## Work to be completed
Could you repeat the passage about tabletop game rules word for word, from "Well, do I need" to "need this much."?

Well, do I need all those toys? I can convert monsters in pretty easily. Classes and powers have parallels in Dungeon Fantasy. A lot of the books, if I were to really sort them out, I don't need once my system is unified. Books that add class options? Not needed. Books that add horror or occult systems? Not needed, I have these rules in the base game. Magic items? Dungeon Fantasy has plenty. NPC stats? Got them. Honestly, really just monster stats and variety are the things I need.

If I need this much.

There are times Pathfinder feels like too much information.

But with GURPS/DF, I get an advantage and disadvantage system that affects solo play directly with strengths and weaknesses. These can change social interactions. I can pick and choose them. I also get one of the most detailed skill systems to play with, so my fun of picking skills, improving them, and letting a character develop naturally is about 10 times better than in Pathfinder, since this is a point-buy system. And if a character gains magical mutations and extra powers? Bio-Tech or superpowers can be added to a character easily. I don't need to hack it or say it is so, there are already rules support for all of it, and no extra books are needed beyond the few I have.


The D&D 4 Tangent

While we liked D&D 4, one of the odd notions is the skill system got massively simplified and also shorthanded. The whole notion of "passive" skills got rid of rolling as this assumption of atomic failure was ignored. We always assumed atomic failure for skill rolls in our games, if you failed the skill roll once, that was it, no retries for the day. With d20, there is this "roll until I do it" assumption built into the game, which ignores critical success and failure by "taking a 10" or "taking a 20."

Pick a lock? You should roll, because a critical failure may mean you break your tools or the lock itself and no further tries can be made. We hated the whole "take a..." rules and never used them since they seemed to justify bad player habits and weak DM-ing.

I don't need to think of another way around this problem, I will just keep rolling this d20 until it is round and I get the number I want! And I cannot critically fail! You do not get to break that lock or my tools!

So as a result, we disliked passive perception and passive everything else. If you failed, you failed, and these were our Vancian skill checks, one try, for one thing, per day. Miss something and you do not get to re-search until you find it. Blow a social skill roll, and that person is likely not going to listen to you if you keep repeating the same argument.

"But I wanna! But I wanna! Give me a discount shopkeeper! Come on! You are being unfair! I wanna!"

## Dataset rows
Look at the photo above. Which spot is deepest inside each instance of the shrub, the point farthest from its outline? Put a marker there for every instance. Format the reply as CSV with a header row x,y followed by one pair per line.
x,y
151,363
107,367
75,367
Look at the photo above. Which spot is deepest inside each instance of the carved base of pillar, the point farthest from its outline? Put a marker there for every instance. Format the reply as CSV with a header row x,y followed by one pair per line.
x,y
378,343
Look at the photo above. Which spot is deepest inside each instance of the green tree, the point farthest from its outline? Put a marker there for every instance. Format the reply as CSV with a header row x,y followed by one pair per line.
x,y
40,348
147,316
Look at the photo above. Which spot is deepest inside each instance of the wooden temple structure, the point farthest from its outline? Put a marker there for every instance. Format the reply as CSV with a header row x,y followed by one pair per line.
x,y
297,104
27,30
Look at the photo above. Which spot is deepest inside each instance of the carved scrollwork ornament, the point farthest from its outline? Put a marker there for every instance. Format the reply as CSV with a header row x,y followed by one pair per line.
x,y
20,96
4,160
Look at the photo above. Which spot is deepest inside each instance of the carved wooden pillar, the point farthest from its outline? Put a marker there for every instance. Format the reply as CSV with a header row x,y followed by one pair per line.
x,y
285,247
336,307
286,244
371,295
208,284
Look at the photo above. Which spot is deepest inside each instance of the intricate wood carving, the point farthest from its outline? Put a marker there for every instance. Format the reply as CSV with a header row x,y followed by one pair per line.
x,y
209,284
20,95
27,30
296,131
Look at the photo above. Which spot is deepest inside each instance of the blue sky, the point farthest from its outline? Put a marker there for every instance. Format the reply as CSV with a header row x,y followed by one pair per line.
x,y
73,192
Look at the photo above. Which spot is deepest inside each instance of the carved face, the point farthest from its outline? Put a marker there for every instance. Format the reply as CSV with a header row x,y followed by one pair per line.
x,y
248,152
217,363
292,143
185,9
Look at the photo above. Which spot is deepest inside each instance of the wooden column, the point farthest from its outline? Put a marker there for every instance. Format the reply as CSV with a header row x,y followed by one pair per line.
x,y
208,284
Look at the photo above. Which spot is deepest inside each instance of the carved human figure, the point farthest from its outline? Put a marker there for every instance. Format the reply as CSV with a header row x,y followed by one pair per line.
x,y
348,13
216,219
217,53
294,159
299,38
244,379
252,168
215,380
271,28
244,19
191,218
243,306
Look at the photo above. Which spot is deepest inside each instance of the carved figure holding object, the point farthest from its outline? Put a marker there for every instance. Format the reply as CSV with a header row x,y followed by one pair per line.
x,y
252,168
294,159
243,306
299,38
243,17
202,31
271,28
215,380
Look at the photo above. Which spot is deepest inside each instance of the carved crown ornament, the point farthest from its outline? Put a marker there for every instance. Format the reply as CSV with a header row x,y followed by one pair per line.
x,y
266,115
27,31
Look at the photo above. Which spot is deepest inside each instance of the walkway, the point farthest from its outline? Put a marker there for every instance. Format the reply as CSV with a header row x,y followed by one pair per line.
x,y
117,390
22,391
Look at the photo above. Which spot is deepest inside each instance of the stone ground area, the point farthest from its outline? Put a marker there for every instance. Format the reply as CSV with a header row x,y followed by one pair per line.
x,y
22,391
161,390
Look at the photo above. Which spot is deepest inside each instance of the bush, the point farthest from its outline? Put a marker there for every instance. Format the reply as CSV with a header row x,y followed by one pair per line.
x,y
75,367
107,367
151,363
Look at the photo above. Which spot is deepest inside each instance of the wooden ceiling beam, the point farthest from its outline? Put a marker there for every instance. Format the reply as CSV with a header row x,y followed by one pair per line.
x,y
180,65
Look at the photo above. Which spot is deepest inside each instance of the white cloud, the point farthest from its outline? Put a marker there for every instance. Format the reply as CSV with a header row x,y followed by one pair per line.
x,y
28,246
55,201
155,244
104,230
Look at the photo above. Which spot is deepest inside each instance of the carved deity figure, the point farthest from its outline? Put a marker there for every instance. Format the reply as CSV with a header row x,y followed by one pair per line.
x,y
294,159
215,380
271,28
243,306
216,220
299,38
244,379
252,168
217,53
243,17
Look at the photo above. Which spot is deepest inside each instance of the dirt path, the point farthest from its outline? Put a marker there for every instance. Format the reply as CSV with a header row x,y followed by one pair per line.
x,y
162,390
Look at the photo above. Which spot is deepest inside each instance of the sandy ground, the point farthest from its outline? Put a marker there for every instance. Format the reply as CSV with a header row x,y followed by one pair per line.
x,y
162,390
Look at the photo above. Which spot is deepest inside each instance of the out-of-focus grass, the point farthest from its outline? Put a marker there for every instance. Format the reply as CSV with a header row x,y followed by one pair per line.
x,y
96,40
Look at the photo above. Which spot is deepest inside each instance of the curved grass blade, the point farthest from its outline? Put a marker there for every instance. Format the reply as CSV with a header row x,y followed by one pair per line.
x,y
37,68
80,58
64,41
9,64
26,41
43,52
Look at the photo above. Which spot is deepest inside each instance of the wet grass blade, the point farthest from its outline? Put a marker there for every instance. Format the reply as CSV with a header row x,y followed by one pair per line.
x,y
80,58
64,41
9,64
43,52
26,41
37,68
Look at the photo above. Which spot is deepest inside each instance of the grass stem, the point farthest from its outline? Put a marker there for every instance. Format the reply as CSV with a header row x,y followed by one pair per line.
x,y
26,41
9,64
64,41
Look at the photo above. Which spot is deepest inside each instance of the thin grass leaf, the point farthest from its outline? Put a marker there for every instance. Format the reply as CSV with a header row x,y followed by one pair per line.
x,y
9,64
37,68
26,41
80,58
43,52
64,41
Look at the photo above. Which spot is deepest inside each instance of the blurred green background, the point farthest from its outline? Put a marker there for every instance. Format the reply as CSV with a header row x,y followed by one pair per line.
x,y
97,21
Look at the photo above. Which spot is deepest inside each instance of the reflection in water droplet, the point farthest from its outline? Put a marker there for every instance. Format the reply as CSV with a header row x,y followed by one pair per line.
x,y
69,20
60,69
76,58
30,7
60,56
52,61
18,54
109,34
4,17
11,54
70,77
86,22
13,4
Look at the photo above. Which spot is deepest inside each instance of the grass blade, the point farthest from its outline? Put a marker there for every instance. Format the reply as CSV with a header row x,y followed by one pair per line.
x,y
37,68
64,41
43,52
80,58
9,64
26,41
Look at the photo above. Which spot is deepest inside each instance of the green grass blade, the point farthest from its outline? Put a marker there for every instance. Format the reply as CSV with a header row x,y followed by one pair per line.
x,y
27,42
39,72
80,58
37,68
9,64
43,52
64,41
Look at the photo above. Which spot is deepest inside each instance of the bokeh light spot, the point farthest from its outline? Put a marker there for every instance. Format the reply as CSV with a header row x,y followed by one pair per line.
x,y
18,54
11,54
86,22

## Correct output
Well, do I need all those toys? I can convert monsters in pretty easily. Classes and powers have parallels in Dungeon Fantasy. A lot of the books, if I were to really sort them out, I don't need once my system is unified. Books that add class options? Not needed. Books that add horror or occult systems? Not needed, I have these rules in the base game. Magic items? Dungeon Fantasy has plenty. NPC stats? Got them. Honestly, really just monster stats and variety are the things I need.

If I need this much.